Render the stretch of the data from the line containing "Inspect the frame above and report where the water-worn" through the end as a numbered list, leaving out blank lines and everything before that line.

--- Available records ---

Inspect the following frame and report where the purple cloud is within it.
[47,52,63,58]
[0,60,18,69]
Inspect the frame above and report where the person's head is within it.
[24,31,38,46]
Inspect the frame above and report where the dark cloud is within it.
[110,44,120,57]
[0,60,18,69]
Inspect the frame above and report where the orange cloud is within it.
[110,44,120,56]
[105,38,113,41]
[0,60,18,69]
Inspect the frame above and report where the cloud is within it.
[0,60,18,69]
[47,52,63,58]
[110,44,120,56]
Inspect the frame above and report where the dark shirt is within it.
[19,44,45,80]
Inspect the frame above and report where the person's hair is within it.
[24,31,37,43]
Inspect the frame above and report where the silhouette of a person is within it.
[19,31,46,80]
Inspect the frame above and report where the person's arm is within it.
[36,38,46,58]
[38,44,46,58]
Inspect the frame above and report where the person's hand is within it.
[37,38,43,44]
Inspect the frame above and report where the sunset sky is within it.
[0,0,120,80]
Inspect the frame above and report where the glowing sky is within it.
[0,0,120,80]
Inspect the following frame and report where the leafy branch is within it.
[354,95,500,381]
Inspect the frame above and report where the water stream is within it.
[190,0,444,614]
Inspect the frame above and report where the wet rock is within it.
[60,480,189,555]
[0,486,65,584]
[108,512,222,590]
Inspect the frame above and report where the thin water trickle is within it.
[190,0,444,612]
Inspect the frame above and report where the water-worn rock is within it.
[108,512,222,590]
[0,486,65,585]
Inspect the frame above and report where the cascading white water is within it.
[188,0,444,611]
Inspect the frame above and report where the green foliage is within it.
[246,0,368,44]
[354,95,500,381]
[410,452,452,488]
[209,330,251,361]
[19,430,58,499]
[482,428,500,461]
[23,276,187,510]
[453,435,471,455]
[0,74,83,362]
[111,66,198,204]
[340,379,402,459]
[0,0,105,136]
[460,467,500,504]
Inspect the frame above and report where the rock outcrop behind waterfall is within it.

---

**Solved exercise**
1. Inspect the frame above and report where the water-worn rock is within it.
2. [108,512,222,590]
3. [0,486,65,585]
4. Inspect the frame above and report where the cascading white water is within it.
5. [188,0,444,611]
6. Inspect the frame above and report where the green foliage is within it.
7. [246,0,368,44]
8. [354,95,500,381]
9. [410,452,452,488]
10. [209,330,251,361]
11. [19,430,58,499]
12. [482,428,500,461]
13. [23,276,187,510]
14. [453,435,471,455]
15. [0,74,83,362]
16. [111,66,198,204]
17. [340,379,402,459]
18. [0,0,105,136]
19. [460,467,500,504]
20. Inspect the frame above and report where the rock outcrop behind waterfall is within it.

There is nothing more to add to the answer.